- CONSIGNE 1
Filtrez les enregistrements en recopiant chaque ligne qui contient la chaîne « Target ». La casse compte.

- TEXTE FOURNI
Des pages d’histoire
1831 - Une nuit au cabaret
Le récit d’une mauvaise nuit d’orage passée au cabaret de Tharaud, sur la route entre Nîmes et l’Argentière, en 1831. Extrait de Comment Voyageaient nos anciens publié en 1901, discours d’ouverture par M. le Marquis de VALFONS, page 37.
Si de telles péripéties se produisaient sur les grandes routes nationales, il est permis de se demander ce qu’il en était sur les lignes secondaires.
M. Baragnon, que je viens de citer, nous en donne un aperçu dans le récit d’un voyage à Largentière où il allait se marier.
« Nous partîmes, M. de Comeîras et moi, dans mon cabriolet sans domestique, les premiers jours de novembre 1831.
Nous passâmes par Uzès, Saint-Jean, Barjac, etc. Une nuit noire et pluvieuse nous surprit avant la descente de Tharaud et nous arrêta sur les bords de la rivière qui coule au bas de la cité ; il n’existait pas alors de pont. Le gué nous était inconnu ; il y aurait eu imprudence de passer outre. Nous nous décidâmes donc à passer la nuit dans un mauvais cabaret qui se trouve là sur la route, et qui n’a d’autre clientèle que quelques rouliers. Ce ne fut pas sans peine que nous trouvâmes place pour notre cheval dans une affreuse écurie où l’on s’enfonçait dans le fumier et la boue jusqu’au-dessus de la cheville. Notre voiture coucha à la belle étoile ou plutôt sous les nuages menaçants qui nous cachaient le ciel.
Je ressens encore l’impression que j’éprouvai en entrant dans une cuisine dont les murs noircis par la fumée n’étaient éclairés que par une mauvaise lampe à un bec, suspendue au plancher, au-dessus d’une table autour de laquelle se trouvaient cinq ou six ivrognes, occupés à vider des bouteilles, et chantant à tue-tête les chansons les plus grossières.
Sous une grande cheminée, autour d’un pâle foyer qui projetait dans ce taudis des lueurs sinistres, se trouvaient accroupis une femme et une demi-douzaine d’enfants en bas âge, couverts de haillons.

- ENREGISTREMENTS À TRAITER
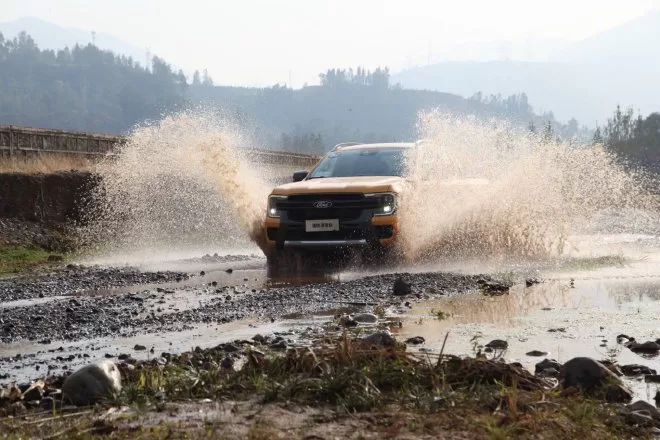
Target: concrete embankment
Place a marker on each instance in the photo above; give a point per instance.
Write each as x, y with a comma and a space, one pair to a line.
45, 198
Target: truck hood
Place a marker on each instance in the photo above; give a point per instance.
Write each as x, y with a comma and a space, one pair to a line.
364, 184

--

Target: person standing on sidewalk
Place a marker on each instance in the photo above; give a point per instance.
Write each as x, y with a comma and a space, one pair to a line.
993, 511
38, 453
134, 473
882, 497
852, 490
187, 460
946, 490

- CONSIGNE 2
Donnez, s'il vous plaît, la suite du récit de la nuit au cabaret de Tharaud, à partir de sa dernière phrase.

- RÉSULTAT DE L'EXERCICE 1
Target: concrete embankment
Target: truck hood
Target: person standing on sidewalk

- RÉSULTAT DE L'EXERCICE 2
Ils se dérangèrent à peine quand nous entrâmes, et nous regardaient d’un air étonné.
Nous avions faim et nous demandâmes si l’on pouvait nous donner quelque chose à manger. On nous servit du pain noir et des œufs cuits avec de la graisse rance.
Quand nous demandâmes où nous pourrions nous reposer, on nous répondit qu’on ne pouvait nous offrir qu’un lit, encore faudrait-il en déposséder deux des amateurs qui étaient là buvant et chantant ; mais ils aimaient autant passer la nuit autour de la table et s’endormir au besoin au-dessus ; on les mènerait, s’ils le préféraient, au grenier à foin. Nous n’avions pas le choix : il fallut accepter, ne fût-ce que pour ne pas rester dans cette affreuse cuisine. Nous montâmes dans une chambre. Quelle chambre, grand Dieu !… Une porte sans serrure, ni loquet, dont les panneaux inférieurs étaient brisés et présentaient deux larges ouvertures ; deux fenêtres à petits carreaux dont les vitres manquaient et laissaient le passage ouvert à tous les vents.
Partout les traces d’un désordre affreux et d’une saleté repoussante. Que dirai-je du lit auquel on avait mis des draps lavés tant bien que mal, mais d’un tissu le plus grossier ? Il était à l’avenant du local où nous devions nous installer.
Nous ne songeâmes pas, comme on peut le croire, à nous déshabiller ; mais cédant à la fatigue et ne sachant où nous asseoir, nous nous étendîmes, mon compagnon et moi, sur ce lit, côte à côte, enveloppés de nos manteaux.
Les chants continuaient et nous incommodaient beaucoup. Ils furent interrompus cependant par des jurons et des clameurs qui ressemblaient à une dispute violente. Nous prêtâmes l’oreille et nous comprimes que la maîtresse du cabaret avait compté sans ses hôtes en nous donnant leur lit ; nous craignîmes un moment d’avoir un siège à soutenir et, par précaution, nous mîmes chacun un pistolet à côté du lit à portée de la main.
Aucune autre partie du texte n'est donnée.